━━━ MATERIAL FOR THE TASK

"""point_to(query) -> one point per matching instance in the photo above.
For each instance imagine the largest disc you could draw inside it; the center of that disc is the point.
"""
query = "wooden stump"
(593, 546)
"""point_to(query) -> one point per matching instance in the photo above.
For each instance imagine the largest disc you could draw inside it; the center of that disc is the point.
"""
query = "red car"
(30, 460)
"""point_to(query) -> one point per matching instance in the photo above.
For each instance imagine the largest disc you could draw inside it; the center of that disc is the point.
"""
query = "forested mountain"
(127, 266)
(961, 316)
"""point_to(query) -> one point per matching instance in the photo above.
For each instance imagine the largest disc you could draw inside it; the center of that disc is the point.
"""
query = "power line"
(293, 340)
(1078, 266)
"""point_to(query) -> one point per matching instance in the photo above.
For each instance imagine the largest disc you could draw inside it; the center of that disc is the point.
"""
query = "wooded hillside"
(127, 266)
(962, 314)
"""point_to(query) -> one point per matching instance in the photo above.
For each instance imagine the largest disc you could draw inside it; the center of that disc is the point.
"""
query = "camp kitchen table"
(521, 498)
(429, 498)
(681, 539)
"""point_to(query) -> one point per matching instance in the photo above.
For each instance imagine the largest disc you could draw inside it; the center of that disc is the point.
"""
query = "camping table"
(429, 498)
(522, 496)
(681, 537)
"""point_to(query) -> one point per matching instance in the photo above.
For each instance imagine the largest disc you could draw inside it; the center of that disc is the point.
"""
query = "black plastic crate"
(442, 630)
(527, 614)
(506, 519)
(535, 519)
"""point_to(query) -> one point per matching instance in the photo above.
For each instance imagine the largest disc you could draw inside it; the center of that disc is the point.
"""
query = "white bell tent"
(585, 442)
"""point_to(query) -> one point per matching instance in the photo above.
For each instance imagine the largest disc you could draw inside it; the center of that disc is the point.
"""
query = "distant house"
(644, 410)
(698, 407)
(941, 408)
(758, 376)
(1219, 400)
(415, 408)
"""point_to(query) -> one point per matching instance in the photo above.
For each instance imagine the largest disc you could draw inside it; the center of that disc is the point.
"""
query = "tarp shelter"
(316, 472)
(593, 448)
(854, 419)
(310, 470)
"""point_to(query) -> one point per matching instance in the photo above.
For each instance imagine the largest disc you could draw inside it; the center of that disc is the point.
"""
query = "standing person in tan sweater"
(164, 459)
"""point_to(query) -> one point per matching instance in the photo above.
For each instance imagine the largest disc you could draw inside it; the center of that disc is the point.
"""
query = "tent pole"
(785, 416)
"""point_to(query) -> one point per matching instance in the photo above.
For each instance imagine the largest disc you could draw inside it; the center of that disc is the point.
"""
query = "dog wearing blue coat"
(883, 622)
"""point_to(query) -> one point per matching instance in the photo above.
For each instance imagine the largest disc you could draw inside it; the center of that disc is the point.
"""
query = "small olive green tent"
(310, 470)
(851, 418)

━━━━━━

**DIRECTIONS:** Extract the listing in its entirety, matching it exactly.

**EXERCISE RESPONSE:**
"""point_to(query) -> one point per matching instance in the photo above.
For each instance imagine the largest disc you could draw inside it; the center of that disc is the point.
"""
query = "wooden stump"
(593, 546)
"""point_to(query) -> one point per matching instance in the photo above.
For each instance imagine the largest disc you could draw inside it; the center of that disc is the point.
"""
query = "red car"
(30, 460)
"""point_to(query) -> one point per matching instance in the photo above.
For each instance imagine the largest disc you could draw inside it; the center of that disc is the point.
"""
query = "forested mountain"
(127, 266)
(961, 316)
"""point_to(query) -> one point per matching instance in the photo above.
For each instance imagine the largest disc you could draw inside it; the center of that disc is the point.
"""
query = "power line"
(293, 340)
(1078, 266)
"""point_to(query) -> one point per matching instance in the photo above.
For each instance imagine the largest disc you could draw inside it; the center of that disc is the point.
"""
query = "wooded hillside"
(127, 266)
(962, 314)
"""point_to(query) -> one point per matching instance in the photo above.
For each instance imagine the largest disc you could draw inside it; the center of that disc is the point.
"""
query = "camp kitchen table"
(521, 498)
(429, 498)
(681, 539)
"""point_to(query) -> one point per matching instance in the photo above.
For each instance imagine the largest disc you could draw inside it; the center of that disc is the point.
"""
query = "camping table"
(429, 498)
(522, 496)
(681, 537)
"""point_to(query) -> one point per matching instance in the photo above.
For each instance imagine the largest disc you could draw inside it; the center of that disc is the point.
"""
query = "black plastic crate"
(442, 630)
(527, 614)
(506, 519)
(535, 519)
"""point_to(query) -> one point per matching instance in the photo above.
For each instance imagine the largest disc you could draw inside it; the center of that disc is the point.
"""
query = "white bell tent"
(585, 442)
"""point_to(query) -> one point per matching instance in the photo above.
For each instance imagine the largest disc you could draw inside it; the center of that disc is the point.
"""
query = "distant house"
(644, 410)
(698, 407)
(941, 408)
(758, 376)
(1219, 400)
(415, 408)
"""point_to(query) -> one point per matching instance in the photo above.
For each instance imagine the largest disc you could draw inside it; the center of that disc is the point.
"""
query = "tarp shelter"
(316, 472)
(593, 448)
(854, 419)
(310, 470)
"""point_to(query) -> one point per matching instance in the photo above.
For each instance imagine the largest disc you could draw inside it; the center of that disc is the point.
"""
query = "standing person in tan sweater"
(164, 459)
"""point_to(query) -> one point per matching instance in the photo above.
For each instance imagine the largest disc you could draw inside it; the center of that disc is the point.
"""
query = "tent pole"
(785, 416)
"""point_to(query) -> one point per matching instance in the photo above.
For each instance imagine the largest disc you could draw inside it; the center of that disc is the point.
"""
query = "dog wearing blue coat"
(883, 622)
"""point_to(query) -> one point per matching instance in the photo above.
For each instance imagine the largest disc you could draw inside it; the center of that disc is the point.
"""
query = "small olive green tent"
(310, 470)
(851, 418)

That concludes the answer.